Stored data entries
- - -

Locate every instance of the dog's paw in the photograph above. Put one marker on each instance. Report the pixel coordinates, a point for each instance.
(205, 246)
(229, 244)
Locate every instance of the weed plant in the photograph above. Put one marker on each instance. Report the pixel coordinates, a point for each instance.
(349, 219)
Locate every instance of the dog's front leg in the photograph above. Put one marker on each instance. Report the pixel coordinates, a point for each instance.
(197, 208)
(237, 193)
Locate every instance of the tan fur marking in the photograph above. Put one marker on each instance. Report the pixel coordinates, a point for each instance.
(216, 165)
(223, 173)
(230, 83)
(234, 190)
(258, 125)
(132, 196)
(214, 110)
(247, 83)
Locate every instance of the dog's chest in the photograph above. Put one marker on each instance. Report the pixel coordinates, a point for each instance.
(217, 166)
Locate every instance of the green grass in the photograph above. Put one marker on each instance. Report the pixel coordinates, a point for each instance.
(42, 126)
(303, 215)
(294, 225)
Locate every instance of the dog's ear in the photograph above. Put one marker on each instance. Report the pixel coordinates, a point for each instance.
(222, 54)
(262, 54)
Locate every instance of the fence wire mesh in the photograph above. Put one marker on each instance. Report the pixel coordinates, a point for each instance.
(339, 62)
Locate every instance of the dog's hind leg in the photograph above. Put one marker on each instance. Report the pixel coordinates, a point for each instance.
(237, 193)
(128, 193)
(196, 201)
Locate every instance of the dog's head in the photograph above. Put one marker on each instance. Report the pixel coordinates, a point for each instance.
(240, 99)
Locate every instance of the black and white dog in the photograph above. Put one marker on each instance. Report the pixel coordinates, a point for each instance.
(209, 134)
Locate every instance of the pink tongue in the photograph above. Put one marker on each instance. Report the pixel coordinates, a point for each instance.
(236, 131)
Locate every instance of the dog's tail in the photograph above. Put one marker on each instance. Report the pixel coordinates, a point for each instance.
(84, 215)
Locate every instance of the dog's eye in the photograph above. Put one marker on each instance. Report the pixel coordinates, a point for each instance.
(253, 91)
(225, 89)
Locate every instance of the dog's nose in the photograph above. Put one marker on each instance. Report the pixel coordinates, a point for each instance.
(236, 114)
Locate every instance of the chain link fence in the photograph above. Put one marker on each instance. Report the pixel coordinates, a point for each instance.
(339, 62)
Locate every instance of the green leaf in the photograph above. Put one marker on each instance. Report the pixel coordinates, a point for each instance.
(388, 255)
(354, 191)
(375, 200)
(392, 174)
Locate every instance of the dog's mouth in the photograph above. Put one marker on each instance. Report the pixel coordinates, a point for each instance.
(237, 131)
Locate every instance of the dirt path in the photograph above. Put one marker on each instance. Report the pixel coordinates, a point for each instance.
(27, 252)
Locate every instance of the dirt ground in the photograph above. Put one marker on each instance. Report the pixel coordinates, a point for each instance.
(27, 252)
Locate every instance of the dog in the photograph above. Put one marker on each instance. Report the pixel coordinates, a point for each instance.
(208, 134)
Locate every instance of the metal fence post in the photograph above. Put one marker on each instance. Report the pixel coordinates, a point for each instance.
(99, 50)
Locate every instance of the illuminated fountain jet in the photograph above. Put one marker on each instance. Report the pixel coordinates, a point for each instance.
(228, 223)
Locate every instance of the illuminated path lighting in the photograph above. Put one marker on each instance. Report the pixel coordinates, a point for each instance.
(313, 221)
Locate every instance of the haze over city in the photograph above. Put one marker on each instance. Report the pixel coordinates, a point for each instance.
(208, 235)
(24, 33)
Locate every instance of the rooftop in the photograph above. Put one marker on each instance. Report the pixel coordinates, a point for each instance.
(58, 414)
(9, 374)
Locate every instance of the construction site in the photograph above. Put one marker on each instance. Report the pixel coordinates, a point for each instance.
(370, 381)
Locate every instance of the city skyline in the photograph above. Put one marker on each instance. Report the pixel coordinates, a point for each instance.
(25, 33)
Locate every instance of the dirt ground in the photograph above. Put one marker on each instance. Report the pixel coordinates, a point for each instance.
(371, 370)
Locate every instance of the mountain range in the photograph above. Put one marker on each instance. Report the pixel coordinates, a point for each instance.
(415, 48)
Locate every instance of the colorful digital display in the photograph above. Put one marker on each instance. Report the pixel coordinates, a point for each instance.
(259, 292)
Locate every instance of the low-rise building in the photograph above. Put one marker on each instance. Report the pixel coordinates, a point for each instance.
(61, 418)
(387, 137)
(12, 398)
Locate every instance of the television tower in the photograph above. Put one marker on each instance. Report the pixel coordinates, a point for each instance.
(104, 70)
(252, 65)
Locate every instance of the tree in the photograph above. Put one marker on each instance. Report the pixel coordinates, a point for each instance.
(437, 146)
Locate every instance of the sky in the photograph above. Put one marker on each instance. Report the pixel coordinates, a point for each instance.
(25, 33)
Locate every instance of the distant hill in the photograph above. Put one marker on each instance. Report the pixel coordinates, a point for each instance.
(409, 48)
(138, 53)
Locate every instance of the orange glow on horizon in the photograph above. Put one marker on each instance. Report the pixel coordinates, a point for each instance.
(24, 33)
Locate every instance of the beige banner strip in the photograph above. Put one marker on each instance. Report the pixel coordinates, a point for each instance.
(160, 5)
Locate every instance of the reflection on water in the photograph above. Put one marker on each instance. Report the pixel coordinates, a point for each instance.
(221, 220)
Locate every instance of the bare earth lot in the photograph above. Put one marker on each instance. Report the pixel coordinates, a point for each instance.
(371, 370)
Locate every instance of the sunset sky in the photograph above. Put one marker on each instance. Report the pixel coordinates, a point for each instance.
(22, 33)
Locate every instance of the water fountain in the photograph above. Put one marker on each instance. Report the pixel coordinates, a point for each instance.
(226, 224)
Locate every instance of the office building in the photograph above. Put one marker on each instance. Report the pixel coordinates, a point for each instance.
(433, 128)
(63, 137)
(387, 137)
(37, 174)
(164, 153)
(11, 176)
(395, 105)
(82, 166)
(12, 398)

- - -

**Work request:**
Retype all of the records so that every line matches the original exactly.

**Solution to this exercise:**
Locate every instance of the dog's paw in the photograph above. Put one marker on each instance. Report the pixel coordinates, a point for each instance.
(205, 246)
(229, 244)
Locate every instance of the weed plant in the photograph above. Put one marker on each instance. Report the pixel coordinates, a point for each instance.
(349, 219)
Locate every instance of the dog's front leg in the photograph above. Put one marker on each instance. Report the pixel coordinates, a point for each instance.
(197, 208)
(237, 193)
Locate every instance of the tan fur marking in the photograph above. Put one marker on each instance. Report the pixel coordinates, a point for each instance.
(216, 165)
(223, 173)
(230, 83)
(234, 190)
(258, 125)
(132, 196)
(214, 110)
(247, 83)
Locate every instance of the dog's chest in the photograph above. Put one marker on each instance. Report the pixel coordinates, a point for each instance.
(217, 166)
Locate every instance of the green grass in the photograph above. Put one marker on each instance. Report the pixel coordinates, a point for each instance.
(42, 126)
(303, 215)
(294, 225)
Locate every instance of the dog's ear in the photograph above. Put one marker on each instance. Report the pixel coordinates, a point for each instance.
(222, 54)
(262, 54)
Locate every instance of the fence wire mesh in the photograph above. Put one marker on each instance. Report the pixel coordinates, a point for each instance.
(339, 62)
Locate every instance of the dog's hind leg in the photograph above. Put one marker on each instance. Report the pixel coordinates, a point for each instance.
(237, 193)
(128, 193)
(196, 201)
Locate every instance of the dog's head in the photograph above. Put one marker on each instance. Report the pixel coordinates, a point for each instance.
(240, 99)
Locate every instance of the black and white dog in the photograph above. Put one marker on each instance. Report the pixel coordinates, a point for each instance.
(209, 134)
Locate every instance of the pink tongue in the photograph above. Put one marker on each instance. Report the pixel coordinates, a point for each instance.
(236, 131)
Locate every instance of the dog's tail in the photograph above. Put one marker on each instance. Report the pixel coordinates, a point for each instance.
(84, 215)
Locate every instance of the dog's eye in the photograph above. Put one marker on each instance. Report the pixel coordinates, a point for each instance.
(253, 91)
(225, 89)
Locate every instance of the dog's nose in the photograph above. Put one marker on each instance. Report the pixel coordinates, a point for each instance.
(236, 114)
Locate every instance of the chain link fence in the photograph above. Put one marker on each instance. Report the pixel coordinates, a point for each instance.
(339, 62)
Locate every instance of the green leaf in the photograph above. Put one marker on each instance. Report the pixel coordinates, a point for each instance.
(388, 255)
(354, 191)
(375, 200)
(392, 174)
Locate every instance of the dog's mouth in the photograph above. Put one marker on each instance. Report the pixel coordinates, a point for each instance.
(237, 131)
Locate every instance of the dirt path in the photograph above. Put one marker on each instance. Report the pixel coordinates, a point for each instance.
(27, 252)
Locate every instance of the dirt ground in the photograph above. Put one marker on each instance. Report the pixel coordinates, a point for each instance.
(27, 252)
Locate every instance of the dog in the photograph above. Put one marker on each instance. Report the pixel coordinates, a point for each instance.
(208, 134)
Locate every instance of the metal fence post in the photograph above. Put one marker on each instance. Report the pixel coordinates, a point for each instance.
(99, 50)
Locate every instance of the illuminated fountain jet in the photograph above. Put one marker on each instance. Report the pixel coordinates, a point for each instance.
(228, 223)
Locate every instance of the illuminated path lighting in the photograph above. Put one marker on each instance. Report the pixel coordinates, a point for each instance.
(313, 221)
Locate every instance of the haze over city in the photograph above. Put one marker on each instance. Report the pixel coordinates, a point for each instance.
(208, 235)
(24, 33)
Locate every instance of the rooftop in the photograph above. Put one marker on each instance. Report the pixel coordinates, a point for each instance.
(58, 414)
(9, 374)
Locate every instance of the construction site in the photograph above. Put one marker on each instance. Report the pixel coordinates, a point for each instance.
(370, 381)
Locate every instance of the city skyline in the photograph above. Put one marker on each instance. Report the pixel coordinates, a point for each instance.
(25, 33)
Locate every instance of the dirt ground in the photograph above. Put one marker on each instance. Report the pixel coordinates, a point for each instance.
(371, 370)
Locate every instance of the mountain range in the photograph above. Put one marker on each instance. Report the pixel coordinates, a point for each instance.
(415, 48)
Locate every instance of the colorful digital display in the photograph above. Put one marker on each instance. Report the pixel coordinates, a point for each instance.
(259, 292)
Locate every instance of the low-rise building in the photograph above. Put one marker on each instance. Report the pixel coordinates, a point for each instance.
(61, 418)
(387, 137)
(12, 398)
Locate every instance of the television tower in the photograph above. Put one marker on each instance. Report the pixel coordinates, a point for each instance.
(104, 70)
(252, 65)
Locate every instance of the tree in the photograph above. Put one marker on each instance. Report the pixel coordinates, a point for each instance.
(437, 146)
Locate every instance of the sky in the photograph above. Put one marker on each instance. Report the pixel coordinates, a point for each instance.
(25, 33)
Locate every instance of the distant hill in the photograph above. Put one marker on each instance. Report the pixel coordinates, a point for each instance.
(409, 48)
(138, 53)
Locate every instance of the orange glow on horizon in the photograph above. Put one marker on each instance. Report the pixel coordinates, a point for each instance.
(24, 33)
Locate every instance of the beige banner strip in the photograph above. Put one marker on each instance. Report the pixel coordinates, a point for each instance.
(160, 5)
Locate every instance of the reflection on water in the photograph above. Put one marker on each instance. Report the pixel coordinates, a point for each instance.
(221, 220)
Locate every instance of the bare earth lot in the photograph above. Put one marker on each instance. Report the pixel coordinates, a point for each instance.
(371, 370)
Locate every instance of the sunset sky in the photograph above. Put one marker on each instance. Report the pixel coordinates, a point for each instance.
(22, 33)
Locate every instance of the water fountain in the photograph above. Put one marker on each instance. Report the pixel coordinates, a point for each instance.
(226, 224)
Locate every instance of the office building in the photograph above. Put one marker on each instance. Report the pixel coordinates, a point for each instance.
(433, 128)
(63, 137)
(387, 137)
(37, 174)
(164, 153)
(11, 176)
(395, 105)
(82, 166)
(12, 398)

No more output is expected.